— Start Rows —

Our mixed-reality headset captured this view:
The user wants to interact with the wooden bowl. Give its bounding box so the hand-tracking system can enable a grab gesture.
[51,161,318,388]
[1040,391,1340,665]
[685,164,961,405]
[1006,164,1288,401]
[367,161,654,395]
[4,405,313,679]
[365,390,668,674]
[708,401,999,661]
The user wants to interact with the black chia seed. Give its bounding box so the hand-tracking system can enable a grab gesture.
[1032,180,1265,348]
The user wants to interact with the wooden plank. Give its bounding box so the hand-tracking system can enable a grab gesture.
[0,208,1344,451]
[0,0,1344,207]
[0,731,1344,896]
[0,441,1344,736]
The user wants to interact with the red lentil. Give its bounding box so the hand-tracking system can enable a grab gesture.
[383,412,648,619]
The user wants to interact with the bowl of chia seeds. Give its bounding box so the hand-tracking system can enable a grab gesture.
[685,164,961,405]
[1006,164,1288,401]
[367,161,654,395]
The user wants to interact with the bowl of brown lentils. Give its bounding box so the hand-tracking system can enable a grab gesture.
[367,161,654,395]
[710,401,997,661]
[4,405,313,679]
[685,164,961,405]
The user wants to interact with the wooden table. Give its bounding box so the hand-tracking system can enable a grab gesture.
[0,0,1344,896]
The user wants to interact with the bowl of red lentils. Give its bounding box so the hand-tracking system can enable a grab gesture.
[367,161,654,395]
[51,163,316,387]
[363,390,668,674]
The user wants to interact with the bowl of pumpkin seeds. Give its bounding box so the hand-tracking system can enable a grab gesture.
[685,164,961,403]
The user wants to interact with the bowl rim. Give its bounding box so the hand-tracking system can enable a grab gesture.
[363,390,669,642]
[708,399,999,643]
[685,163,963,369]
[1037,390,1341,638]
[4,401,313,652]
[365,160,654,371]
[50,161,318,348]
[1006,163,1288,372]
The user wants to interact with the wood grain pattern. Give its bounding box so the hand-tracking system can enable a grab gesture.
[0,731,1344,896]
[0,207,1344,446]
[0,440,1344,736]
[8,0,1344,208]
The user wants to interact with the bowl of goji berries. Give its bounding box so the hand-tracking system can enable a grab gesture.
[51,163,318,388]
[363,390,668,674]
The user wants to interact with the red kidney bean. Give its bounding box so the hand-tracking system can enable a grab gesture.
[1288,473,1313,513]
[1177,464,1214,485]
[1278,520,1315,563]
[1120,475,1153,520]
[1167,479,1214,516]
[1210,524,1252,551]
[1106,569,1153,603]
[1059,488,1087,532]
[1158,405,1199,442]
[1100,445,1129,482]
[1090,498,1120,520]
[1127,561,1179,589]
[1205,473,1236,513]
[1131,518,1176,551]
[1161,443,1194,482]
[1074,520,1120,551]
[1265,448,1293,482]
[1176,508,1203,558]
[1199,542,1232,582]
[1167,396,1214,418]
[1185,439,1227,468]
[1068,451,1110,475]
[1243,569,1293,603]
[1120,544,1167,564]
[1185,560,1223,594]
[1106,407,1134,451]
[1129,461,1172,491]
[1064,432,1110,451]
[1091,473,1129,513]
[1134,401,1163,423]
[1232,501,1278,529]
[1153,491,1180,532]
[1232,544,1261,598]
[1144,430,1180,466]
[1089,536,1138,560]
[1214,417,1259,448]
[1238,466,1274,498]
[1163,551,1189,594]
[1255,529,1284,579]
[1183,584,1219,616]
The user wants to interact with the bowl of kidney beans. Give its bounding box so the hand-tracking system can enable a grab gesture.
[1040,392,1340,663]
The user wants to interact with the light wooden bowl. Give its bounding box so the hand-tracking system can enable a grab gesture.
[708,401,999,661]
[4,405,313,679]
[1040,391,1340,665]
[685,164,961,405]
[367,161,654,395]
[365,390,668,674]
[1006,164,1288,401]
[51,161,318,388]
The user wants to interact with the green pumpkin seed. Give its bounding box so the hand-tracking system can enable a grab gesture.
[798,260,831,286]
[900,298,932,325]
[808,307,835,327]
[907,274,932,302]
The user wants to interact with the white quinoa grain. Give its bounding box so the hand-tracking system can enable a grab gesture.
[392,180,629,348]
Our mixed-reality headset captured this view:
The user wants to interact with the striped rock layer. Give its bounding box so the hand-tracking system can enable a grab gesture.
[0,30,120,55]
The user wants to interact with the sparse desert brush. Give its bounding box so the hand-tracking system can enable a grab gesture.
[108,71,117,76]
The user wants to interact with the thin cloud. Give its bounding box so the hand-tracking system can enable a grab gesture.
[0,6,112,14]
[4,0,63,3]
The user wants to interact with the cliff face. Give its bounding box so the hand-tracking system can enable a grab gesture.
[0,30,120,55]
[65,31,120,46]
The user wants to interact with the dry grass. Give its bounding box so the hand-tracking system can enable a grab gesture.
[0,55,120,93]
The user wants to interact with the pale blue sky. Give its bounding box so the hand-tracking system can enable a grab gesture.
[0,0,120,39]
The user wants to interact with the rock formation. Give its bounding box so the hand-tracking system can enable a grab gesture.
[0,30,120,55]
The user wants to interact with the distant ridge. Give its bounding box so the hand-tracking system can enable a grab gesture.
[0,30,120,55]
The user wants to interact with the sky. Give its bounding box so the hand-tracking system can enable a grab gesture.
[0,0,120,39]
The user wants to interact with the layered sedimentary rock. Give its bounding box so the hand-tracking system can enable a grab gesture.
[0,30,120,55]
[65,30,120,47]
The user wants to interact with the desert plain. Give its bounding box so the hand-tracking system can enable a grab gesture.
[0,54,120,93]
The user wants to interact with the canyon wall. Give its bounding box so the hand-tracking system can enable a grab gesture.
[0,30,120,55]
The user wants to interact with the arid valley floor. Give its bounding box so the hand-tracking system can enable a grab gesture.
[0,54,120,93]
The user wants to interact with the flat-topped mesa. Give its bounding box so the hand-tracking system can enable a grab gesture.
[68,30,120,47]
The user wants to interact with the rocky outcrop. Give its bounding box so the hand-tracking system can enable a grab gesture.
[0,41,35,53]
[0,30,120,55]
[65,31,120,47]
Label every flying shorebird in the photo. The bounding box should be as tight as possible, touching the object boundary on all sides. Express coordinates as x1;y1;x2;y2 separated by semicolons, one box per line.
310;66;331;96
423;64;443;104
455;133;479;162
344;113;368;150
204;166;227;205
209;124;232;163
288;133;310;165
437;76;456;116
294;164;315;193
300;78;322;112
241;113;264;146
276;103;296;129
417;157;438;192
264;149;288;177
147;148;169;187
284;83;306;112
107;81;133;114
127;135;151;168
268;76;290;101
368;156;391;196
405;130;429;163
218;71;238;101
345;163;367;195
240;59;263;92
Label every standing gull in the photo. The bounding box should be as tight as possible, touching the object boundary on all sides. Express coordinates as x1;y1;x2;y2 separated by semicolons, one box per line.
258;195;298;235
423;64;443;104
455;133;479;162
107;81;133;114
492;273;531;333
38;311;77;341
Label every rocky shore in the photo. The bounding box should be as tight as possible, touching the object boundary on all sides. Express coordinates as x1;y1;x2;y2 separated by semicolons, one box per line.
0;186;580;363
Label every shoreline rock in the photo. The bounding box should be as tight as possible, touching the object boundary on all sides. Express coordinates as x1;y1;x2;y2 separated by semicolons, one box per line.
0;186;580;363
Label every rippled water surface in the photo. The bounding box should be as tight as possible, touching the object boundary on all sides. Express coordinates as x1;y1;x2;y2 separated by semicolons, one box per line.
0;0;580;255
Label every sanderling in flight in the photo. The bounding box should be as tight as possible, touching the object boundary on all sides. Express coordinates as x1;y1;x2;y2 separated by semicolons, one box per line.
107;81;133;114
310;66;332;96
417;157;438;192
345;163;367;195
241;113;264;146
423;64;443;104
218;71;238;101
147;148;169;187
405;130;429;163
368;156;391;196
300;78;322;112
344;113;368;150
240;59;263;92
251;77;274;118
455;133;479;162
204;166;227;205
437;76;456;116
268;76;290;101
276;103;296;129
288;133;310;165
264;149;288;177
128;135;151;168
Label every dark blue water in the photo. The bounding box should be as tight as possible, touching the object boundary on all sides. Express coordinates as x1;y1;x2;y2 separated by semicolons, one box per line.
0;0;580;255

— End Rows —

- _Task objective_:
Rewrite everything in the listing from the line containing "Label every standing" down to the end as a JSON array of strings, one string per line, omitting blank lines.

- _Correct output_:
[
  "Label every standing gull in the photo. The bounding box should be as tight as possible, touching the object boundary on all sides. Express coordinates as x1;y1;x2;y2 separated by semicolons, one box per line.",
  "258;195;298;235",
  "423;64;443;104",
  "455;133;479;162",
  "107;81;133;114",
  "492;273;531;333",
  "38;311;77;341",
  "Label every rocky shore in the photo. The bounding box should be as tight as possible, touching the object boundary on all sides. Express coordinates as x1;y1;x2;y2 separated by semicolons, one box per line.",
  "0;186;580;363",
  "Label every shoreline rock in the photo. The bounding box should be as tight as possible, touching the object boundary on all sides. Express coordinates as x1;y1;x2;y2 separated by semicolons, one box per line.",
  "0;186;580;363",
  "Label every rippled water surface in the photo. The bounding box should be as tight as possible, touching the object boundary on all sides. Express coordinates as x1;y1;x2;y2 separated by semicolons, one box per line.",
  "0;0;580;255",
  "Label every sanderling in flight in the photo. The bounding box should be as tight as possible, touching the object boundary on all sides. Express coordinates as x1;y1;x2;y2 separated by semicolons, one box per line.",
  "107;81;133;114",
  "310;66;332;96",
  "417;157;438;192",
  "345;163;367;195",
  "241;113;264;146",
  "423;64;443;104",
  "218;71;238;101",
  "147;148;169;187",
  "405;130;429;163",
  "368;156;391;196",
  "300;78;322;112",
  "344;113;368;150",
  "240;59;263;92",
  "251;77;274;118",
  "455;133;479;162",
  "204;166;227;205",
  "437;76;456;116",
  "268;76;290;101",
  "276;103;296;129",
  "288;133;310;165",
  "264;149;288;177",
  "128;135;151;168",
  "Label every dark blue water in the photo. The bounding box should be as tight as possible, touching the object boundary on all sides. Express coordinates as x1;y1;x2;y2 separated by semicolons, one box per line.",
  "0;0;580;255"
]